◆ Work to complete:
a) In the article on Terry McAuliffe's Taylor Swift campaign ads, how long was Glenn Youngkin co-CEO of the Carlyle Group?
b) Reproduce word for word the part of the article on Terry McAuliffe's Taylor Swift campaign ads starting with "One ad, which" and going on through "New York Times.".

#### Page extract ####

Former Virginia Gov. Terry McAuliffe (D), who is running for governor again, launched campaign ads this week claiming his opponent Glenn Youngkin “helped buy” pop superstar Taylor Swift’s music “out from under her” while he was CEO of the Carlyle Group.

McAuliffe’s campaign spent five figures on the ads, which will appear on Facebook, Instagram, and Google, according to a report from the Verge. The ads target Swift fans on the two social media platforms and also target Virginians who search Swift’s name on Google.

Former Virginia Gov. Terry McAuliffe speaks while campaigning for a second term during an event at Marymount University September 8, 2021 in Arlington, Virginia. (Win McNamee/Getty Images)

One ad, which is pictured in the Verge report, reads, “Did you know that Republican candidate for Governor, Glenn Youngkin, helped buy Taylor Swift’s masters out from under her when he was co-CEO of Carlyle group?”

The ad is a reference to a highly public battle that Swift engaged in in 2019 with music executive Scooter Braun, who had, at the time, just taken over her previous record label Big Machine, and therefore taken over the rights to Swift’s first six albums. Swift, an outspoken Democrat activist, claimed Braun, as well as Big Machine founder Scott Borchetta, exercised “tyrannical control” over her music upon their acquisition of it.

Carlyle, where Youngkin worked for 25 years and was co-CEO for two and a half years, invested in the $300 million deal between Braun and Big Machine, per the New York Times.

While Swift never blamed Carlyle or mentioned Youngkin amid the dispute over her music, the Bad Blood singer said in a widely circulated statement in November 2019 that she was “especially asking for help from the Carlyle Group, who put up money for the sale of my music to these two men.”

Taylor Swift performs during a concert, August 27, 2009, at Madison Square Garden in New York.(AP Photo/Stephen Chernin)

The Times reported that Carlyle had later intervened in the high-profile fight and that “people in both camps” said the private equity company had actually “brought the bitter fight closer to a resolution.”

The new ad blitz from McAuliffe ironically comes after revelations in July that McAuliffe himself “maintains a minimal investment in a Carlyle Group private equity fund.” His campaign minimized the investment when the news of it surfaced, saying McAuliffe is a “passive investor with no role in crafting the deals.”

#### Data records ####

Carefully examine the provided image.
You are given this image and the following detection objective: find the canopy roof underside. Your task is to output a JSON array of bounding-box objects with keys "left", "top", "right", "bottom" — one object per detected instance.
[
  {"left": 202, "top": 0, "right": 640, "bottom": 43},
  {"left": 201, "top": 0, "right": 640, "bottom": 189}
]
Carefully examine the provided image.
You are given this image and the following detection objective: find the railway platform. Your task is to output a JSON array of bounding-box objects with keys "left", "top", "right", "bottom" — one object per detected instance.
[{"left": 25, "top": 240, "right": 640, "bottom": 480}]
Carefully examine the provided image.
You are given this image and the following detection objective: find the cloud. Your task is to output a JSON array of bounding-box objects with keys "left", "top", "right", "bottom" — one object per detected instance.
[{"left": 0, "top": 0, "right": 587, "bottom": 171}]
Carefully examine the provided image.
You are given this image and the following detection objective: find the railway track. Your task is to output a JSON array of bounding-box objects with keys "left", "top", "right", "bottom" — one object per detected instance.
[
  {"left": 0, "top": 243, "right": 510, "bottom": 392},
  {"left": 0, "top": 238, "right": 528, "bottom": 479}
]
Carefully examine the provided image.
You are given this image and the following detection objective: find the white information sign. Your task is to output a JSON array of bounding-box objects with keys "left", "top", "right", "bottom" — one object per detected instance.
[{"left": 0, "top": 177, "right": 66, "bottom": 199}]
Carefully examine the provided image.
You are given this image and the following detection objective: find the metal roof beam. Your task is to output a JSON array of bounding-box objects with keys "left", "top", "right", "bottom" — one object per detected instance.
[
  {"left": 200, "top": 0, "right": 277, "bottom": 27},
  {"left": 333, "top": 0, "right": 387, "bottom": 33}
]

####

◆ Outputs for the tasks:
a) Two and a half years.

b)
One ad, which is pictured in the Verge report, reads, “Did you know that Republican candidate for Governor, Glenn Youngkin, helped buy Taylor Swift’s masters out from under her when he was co-CEO of Carlyle group?”

The ad is a reference to a highly public battle that Swift engaged in in 2019 with music executive Scooter Braun, who had, at the time, just taken over her previous record label Big Machine, and therefore taken over the rights to Swift’s first six albums. Swift, an outspoken Democrat activist, claimed Braun, as well as Big Machine founder Scott Borchetta, exercised “tyrannical control” over her music upon their acquisition of it.

Carlyle, where Youngkin worked for 25 years and was co-CEO for two and a half years, invested in the $300 million deal between Braun and Big Machine, per the New York Times.